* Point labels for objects

============================================================

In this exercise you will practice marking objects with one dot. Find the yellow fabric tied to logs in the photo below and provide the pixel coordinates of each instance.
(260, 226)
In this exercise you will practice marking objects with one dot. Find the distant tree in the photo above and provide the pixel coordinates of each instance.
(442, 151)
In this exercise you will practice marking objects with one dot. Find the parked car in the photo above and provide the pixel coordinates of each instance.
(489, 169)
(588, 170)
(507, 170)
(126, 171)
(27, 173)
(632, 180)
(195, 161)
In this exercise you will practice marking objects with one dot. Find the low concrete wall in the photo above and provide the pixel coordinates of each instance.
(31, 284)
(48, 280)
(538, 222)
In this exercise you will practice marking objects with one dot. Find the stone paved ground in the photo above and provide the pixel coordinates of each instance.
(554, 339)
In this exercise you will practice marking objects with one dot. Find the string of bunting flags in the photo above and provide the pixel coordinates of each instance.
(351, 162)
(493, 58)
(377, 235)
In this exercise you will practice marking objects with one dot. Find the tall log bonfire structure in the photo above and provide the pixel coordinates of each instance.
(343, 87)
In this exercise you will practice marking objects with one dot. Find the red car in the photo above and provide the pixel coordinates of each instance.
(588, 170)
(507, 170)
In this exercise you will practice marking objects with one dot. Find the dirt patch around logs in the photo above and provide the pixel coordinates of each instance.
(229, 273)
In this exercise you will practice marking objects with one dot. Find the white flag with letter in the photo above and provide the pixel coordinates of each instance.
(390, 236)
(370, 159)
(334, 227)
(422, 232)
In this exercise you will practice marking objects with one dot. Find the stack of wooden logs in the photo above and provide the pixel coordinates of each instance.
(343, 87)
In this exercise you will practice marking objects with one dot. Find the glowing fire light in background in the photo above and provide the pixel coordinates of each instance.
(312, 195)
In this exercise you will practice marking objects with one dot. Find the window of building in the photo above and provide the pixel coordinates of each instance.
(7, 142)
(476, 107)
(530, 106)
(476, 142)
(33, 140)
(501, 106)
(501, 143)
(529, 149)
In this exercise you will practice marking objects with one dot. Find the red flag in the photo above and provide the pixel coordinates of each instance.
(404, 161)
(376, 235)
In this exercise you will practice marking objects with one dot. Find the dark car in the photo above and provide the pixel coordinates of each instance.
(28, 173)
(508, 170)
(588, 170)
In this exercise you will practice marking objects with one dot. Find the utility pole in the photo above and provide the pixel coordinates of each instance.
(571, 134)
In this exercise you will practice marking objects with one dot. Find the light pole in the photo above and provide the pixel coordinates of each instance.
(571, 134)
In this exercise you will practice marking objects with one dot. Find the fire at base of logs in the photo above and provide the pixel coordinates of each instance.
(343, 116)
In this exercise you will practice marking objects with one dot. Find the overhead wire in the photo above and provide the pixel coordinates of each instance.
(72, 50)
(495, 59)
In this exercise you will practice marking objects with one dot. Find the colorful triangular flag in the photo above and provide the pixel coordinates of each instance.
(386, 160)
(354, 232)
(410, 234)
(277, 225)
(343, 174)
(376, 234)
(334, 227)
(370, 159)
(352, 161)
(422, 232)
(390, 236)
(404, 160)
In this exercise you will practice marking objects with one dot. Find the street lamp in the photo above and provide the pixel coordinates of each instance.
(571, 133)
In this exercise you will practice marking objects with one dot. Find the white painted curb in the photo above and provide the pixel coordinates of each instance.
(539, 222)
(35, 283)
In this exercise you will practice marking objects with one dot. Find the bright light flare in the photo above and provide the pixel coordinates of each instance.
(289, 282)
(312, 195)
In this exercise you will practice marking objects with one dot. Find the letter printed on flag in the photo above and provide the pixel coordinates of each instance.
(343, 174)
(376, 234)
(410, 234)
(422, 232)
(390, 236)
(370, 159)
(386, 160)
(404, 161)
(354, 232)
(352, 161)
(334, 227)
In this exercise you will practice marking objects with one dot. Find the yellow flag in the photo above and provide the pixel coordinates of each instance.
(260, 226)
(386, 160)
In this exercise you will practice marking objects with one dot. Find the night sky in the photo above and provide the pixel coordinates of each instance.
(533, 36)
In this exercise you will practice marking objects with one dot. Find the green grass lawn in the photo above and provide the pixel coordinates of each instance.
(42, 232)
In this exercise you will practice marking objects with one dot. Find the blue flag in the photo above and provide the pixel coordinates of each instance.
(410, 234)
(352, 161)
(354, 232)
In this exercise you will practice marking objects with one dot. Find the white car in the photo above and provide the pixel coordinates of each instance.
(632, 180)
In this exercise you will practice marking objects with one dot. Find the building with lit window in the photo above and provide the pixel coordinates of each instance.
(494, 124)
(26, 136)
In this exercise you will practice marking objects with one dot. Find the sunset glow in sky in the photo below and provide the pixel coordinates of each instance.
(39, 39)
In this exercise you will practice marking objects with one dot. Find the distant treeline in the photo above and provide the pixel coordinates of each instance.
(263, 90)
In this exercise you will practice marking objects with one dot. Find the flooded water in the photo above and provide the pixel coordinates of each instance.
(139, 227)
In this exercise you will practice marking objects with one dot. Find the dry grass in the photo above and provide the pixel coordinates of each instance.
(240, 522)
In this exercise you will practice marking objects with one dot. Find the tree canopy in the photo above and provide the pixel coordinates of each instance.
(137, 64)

============================================================

* Exercise description
Convert every line of the rows above into a Markdown table with a "Number" column holding a running count and a "Line" column holding the line itself. Omit blank lines.

* Solution to the exercise
| Number | Line |
|---|---|
| 1 | In this exercise you will practice marking objects with one dot. Find the yellow fabric tied to logs in the photo below and provide the pixel coordinates of each instance. |
| 2 | (260, 226) |
| 3 | In this exercise you will practice marking objects with one dot. Find the distant tree in the photo above and provide the pixel coordinates of each instance. |
| 4 | (442, 151) |
| 5 | In this exercise you will practice marking objects with one dot. Find the parked car in the photo above and provide the pixel coordinates of each instance. |
| 6 | (489, 169) |
| 7 | (588, 170) |
| 8 | (507, 170) |
| 9 | (126, 171) |
| 10 | (27, 173) |
| 11 | (632, 180) |
| 12 | (195, 161) |
| 13 | In this exercise you will practice marking objects with one dot. Find the low concrete wall in the photo above and provide the pixel coordinates of each instance. |
| 14 | (31, 284) |
| 15 | (48, 280) |
| 16 | (538, 222) |
| 17 | In this exercise you will practice marking objects with one dot. Find the stone paved ground in the photo above and provide the pixel coordinates of each instance. |
| 18 | (554, 339) |
| 19 | In this exercise you will practice marking objects with one dot. Find the string of bunting flags in the photo above and provide the pixel coordinates of each instance. |
| 20 | (351, 162) |
| 21 | (493, 58) |
| 22 | (377, 235) |
| 23 | In this exercise you will practice marking objects with one dot. Find the tall log bonfire structure in the photo above and provide the pixel coordinates of each instance. |
| 24 | (343, 87) |
| 25 | In this exercise you will practice marking objects with one dot. Find the red car in the photo above and provide the pixel coordinates of each instance. |
| 26 | (588, 170) |
| 27 | (507, 170) |
| 28 | In this exercise you will practice marking objects with one dot. Find the dirt patch around logs in the photo above and provide the pixel coordinates of each instance. |
| 29 | (229, 273) |
| 30 | In this exercise you will practice marking objects with one dot. Find the white flag with letter in the photo above and provide the pixel coordinates of each instance. |
| 31 | (390, 236) |
| 32 | (370, 159) |
| 33 | (334, 227) |
| 34 | (422, 232) |
| 35 | In this exercise you will practice marking objects with one dot. Find the stack of wooden logs in the photo above and provide the pixel coordinates of each instance. |
| 36 | (343, 87) |
| 37 | In this exercise you will practice marking objects with one dot. Find the glowing fire light in background in the photo above and provide the pixel coordinates of each instance. |
| 38 | (312, 195) |
| 39 | In this exercise you will practice marking objects with one dot. Find the window of building in the photo above and provide the pixel coordinates of each instance. |
| 40 | (7, 142) |
| 41 | (476, 107) |
| 42 | (530, 106) |
| 43 | (476, 142) |
| 44 | (33, 140) |
| 45 | (501, 106) |
| 46 | (501, 143) |
| 47 | (529, 149) |
| 48 | In this exercise you will practice marking objects with one dot. Find the red flag in the photo above and provide the pixel coordinates of each instance. |
| 49 | (404, 161) |
| 50 | (376, 235) |
| 51 | In this exercise you will practice marking objects with one dot. Find the dark car in the photo above and provide the pixel coordinates of each instance. |
| 52 | (28, 173) |
| 53 | (508, 170) |
| 54 | (588, 170) |
| 55 | In this exercise you will practice marking objects with one dot. Find the utility pole in the photo above and provide the pixel coordinates of each instance. |
| 56 | (571, 134) |
| 57 | In this exercise you will practice marking objects with one dot. Find the light pole in the photo above and provide the pixel coordinates of each instance. |
| 58 | (571, 134) |
| 59 | In this exercise you will practice marking objects with one dot. Find the fire at base of logs in the photo above and provide the pixel coordinates of each instance. |
| 60 | (343, 116) |
| 61 | In this exercise you will practice marking objects with one dot. Find the overhead wire in the photo above and provide the pixel coordinates of each instance. |
| 62 | (72, 50) |
| 63 | (495, 59) |
| 64 | In this exercise you will practice marking objects with one dot. Find the colorful triangular flag in the photo above and provide the pixel coordinates of each instance. |
| 65 | (386, 160) |
| 66 | (354, 232) |
| 67 | (410, 234) |
| 68 | (277, 225) |
| 69 | (343, 174) |
| 70 | (376, 234) |
| 71 | (334, 227) |
| 72 | (370, 159) |
| 73 | (352, 161) |
| 74 | (422, 232) |
| 75 | (390, 236) |
| 76 | (404, 160) |
| 77 | In this exercise you will practice marking objects with one dot. Find the street lamp in the photo above and provide the pixel coordinates of each instance. |
| 78 | (571, 133) |
| 79 | In this exercise you will practice marking objects with one dot. Find the white painted curb in the photo above and provide the pixel coordinates of each instance. |
| 80 | (539, 222) |
| 81 | (35, 283) |
| 82 | In this exercise you will practice marking objects with one dot. Find the bright light flare in the photo above and provide the pixel coordinates of each instance. |
| 83 | (289, 282) |
| 84 | (312, 195) |
| 85 | In this exercise you will practice marking objects with one dot. Find the letter printed on flag in the photo above and provide the pixel coordinates of each instance. |
| 86 | (343, 174) |
| 87 | (376, 234) |
| 88 | (410, 234) |
| 89 | (422, 232) |
| 90 | (390, 236) |
| 91 | (370, 159) |
| 92 | (386, 160) |
| 93 | (404, 161) |
| 94 | (354, 232) |
| 95 | (352, 161) |
| 96 | (334, 227) |
| 97 | In this exercise you will practice marking objects with one dot. Find the yellow flag in the photo above and provide the pixel coordinates of each instance. |
| 98 | (260, 226) |
| 99 | (386, 160) |
| 100 | In this exercise you will practice marking objects with one dot. Find the night sky in the photo above and provide the pixel coordinates of each instance. |
| 101 | (533, 36) |
| 102 | In this exercise you will practice marking objects with one dot. Find the green grass lawn in the photo above and provide the pixel coordinates of each instance. |
| 103 | (42, 232) |
| 104 | In this exercise you will practice marking objects with one dot. Find the blue flag in the photo above and provide the pixel coordinates of each instance. |
| 105 | (410, 234) |
| 106 | (352, 161) |
| 107 | (354, 232) |
| 108 | In this exercise you will practice marking objects with one dot. Find the white car in the photo above and provide the pixel coordinates of each instance. |
| 109 | (632, 180) |
| 110 | In this exercise you will practice marking objects with one dot. Find the building with lit window in the photo above and provide the pixel coordinates of each instance. |
| 111 | (494, 124) |
| 112 | (26, 136) |
| 113 | In this exercise you will practice marking objects with one dot. Find the sunset glow in sky in the photo below and provide the pixel coordinates of each instance. |
| 114 | (39, 39) |
| 115 | In this exercise you will practice marking objects with one dot. Find the distant treeline in the photo above and provide the pixel coordinates of each instance. |
| 116 | (263, 90) |
| 117 | In this exercise you will practice marking objects with one dot. Find the flooded water in the photo above and provide the pixel coordinates of each instance. |
| 118 | (139, 227) |
| 119 | In this exercise you will practice marking objects with one dot. Find the dry grass in the photo above and provide the pixel coordinates of each instance. |
| 120 | (240, 522) |
| 121 | In this exercise you will practice marking objects with one dot. Find the tree canopy in the photo above and provide the pixel coordinates of each instance. |
| 122 | (137, 64) |